What will people say?
What do they think about me?
Do they like me?
Will they think I look fine?
So many questions, so little answers. So much anxiety, so little importance. But...
One of the fears that is so extremely common that people don’t even think of it as a fear, but as a normal thing, is the fear of what people think. The fear of being judged and looked at with the meanest resting bitch face. Some people cannot even go out of their house without an inch of makeup in the face because : Oh, no, I could never go out with my bare face.
But, why?
Why are we so attached to whatever some random people that we don’t care about think of us, that we feel the absolute need to modify our comfortable natural state to appear a certain way? I think that societal pressure had us believe that we are not good enough as we are. We grew up thinking that we had to perform, be better. Better grades, better shape, better jokes, better job, better house, better life. The saddest part is that, this better everyone is seeking, is all the same! It is as seen on TV, on advertisements, in magazines, in reality TV…
I always thought that to be happy and fulfilled, I needed to fit in. That I needed to wear makeup everyday, gracefully embody the latest trends, find a cool high paid job, be slim and sleek, have great grades, an important degree and be SUCCESSFUL. Problem was, my idea of SUCCESS was so biased! It was based on nothing profound or carefully thought through. On nothing dear and cherished. On nothing personal and intuitive. It was solely based on my surroundings, my tiny environment, my narrow minded view and a consumerist society obsessed with money.
I was afraid that if I ever ventured too far from the straight path carefully laid before me by my parents, I would be judged. By them, by my friends, by strangers, by everyone. I was afraid that if I did something crazy or stupid, people would laugh at me and hate me. I was afraid that if my hair wasn’t looking good, people in the metro would stare and think I am an idiot. I was afraid to follow my own little heart. I was afraid. I realize just now that, I have always been afraid of my own thoughts, so I was repressing them, drifting into life instead of truly, boldly, magically living it.

_SET TASKS_
1. Keep only the lines of the records that contain the string "baseboard", treating uppercase and lowercase as different.
2. Continue the essay on the fear of being judged from the point where it ends.

_MATERIAL SHOWN_
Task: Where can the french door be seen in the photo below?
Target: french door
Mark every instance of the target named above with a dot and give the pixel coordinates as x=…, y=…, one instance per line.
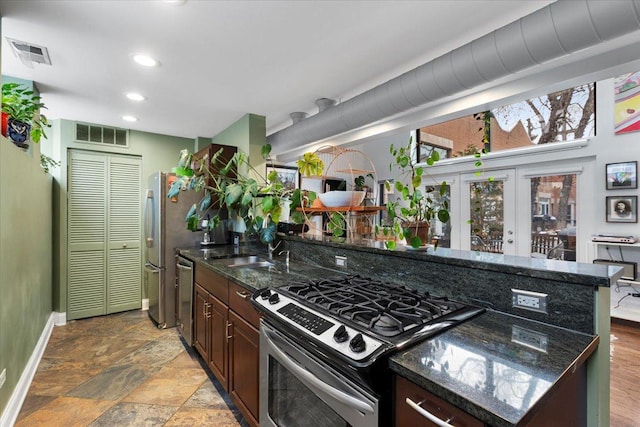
x=487, y=212
x=531, y=212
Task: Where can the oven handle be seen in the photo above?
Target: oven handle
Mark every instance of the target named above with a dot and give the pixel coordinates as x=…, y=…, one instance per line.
x=428, y=415
x=312, y=380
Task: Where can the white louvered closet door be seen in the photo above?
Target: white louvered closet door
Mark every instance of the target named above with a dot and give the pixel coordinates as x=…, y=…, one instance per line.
x=87, y=235
x=104, y=223
x=124, y=227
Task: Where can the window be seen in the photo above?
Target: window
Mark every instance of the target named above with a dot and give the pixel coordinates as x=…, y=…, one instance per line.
x=559, y=116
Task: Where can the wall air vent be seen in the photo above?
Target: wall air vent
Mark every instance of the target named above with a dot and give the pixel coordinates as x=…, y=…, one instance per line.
x=102, y=135
x=29, y=52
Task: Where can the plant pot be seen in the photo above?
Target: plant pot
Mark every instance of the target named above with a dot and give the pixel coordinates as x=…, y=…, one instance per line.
x=285, y=214
x=16, y=131
x=419, y=229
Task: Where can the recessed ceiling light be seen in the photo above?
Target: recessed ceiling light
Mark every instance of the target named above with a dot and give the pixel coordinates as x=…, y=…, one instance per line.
x=135, y=96
x=145, y=60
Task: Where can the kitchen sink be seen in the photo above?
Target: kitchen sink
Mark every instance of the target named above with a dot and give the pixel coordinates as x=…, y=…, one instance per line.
x=252, y=261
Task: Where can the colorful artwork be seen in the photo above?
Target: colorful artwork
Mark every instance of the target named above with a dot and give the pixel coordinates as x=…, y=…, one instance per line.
x=627, y=103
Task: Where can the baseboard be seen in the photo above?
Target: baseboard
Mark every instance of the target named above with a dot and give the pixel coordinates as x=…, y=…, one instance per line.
x=10, y=413
x=60, y=319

_PER-TASK OUTPUTS_
1.
Task: Where can the baseboard be seen in the photo above?
Target: baseboard

2.
It had never crossed my mind that, perhaps, success is what I decide it to be. Moreover, people couldn’t care less about what I am doing, wearing, looking like! Why would I think that I am so important, that people who I don’t even know would care about my physical appearance or what I am doing for a living? And, even crazier, I never thought that, maybe the people who would, in fact, judged me or mock me, are people I absolutely don’t want to have anything to do with.
My success is finding my purpose in life and fulfilling it every day. It is doing, making, creating what the f*** my heart wants to. And no one, no society, no established way of thinking should dictate my actions. Nor yours. Let’s all together fly away form beings that want to decide for us how life should be lived. Let’s break free from the chains we create in our minds that refrain us from being the most blossomed version of ourselves.
Oh yes, I am still afraid of everything. I mean, sometimes, the chains seem so real and thick and tough. But, I certainly had improved since a few years.
The secret is to follow your heart. Always.
Hugs,
Andy L.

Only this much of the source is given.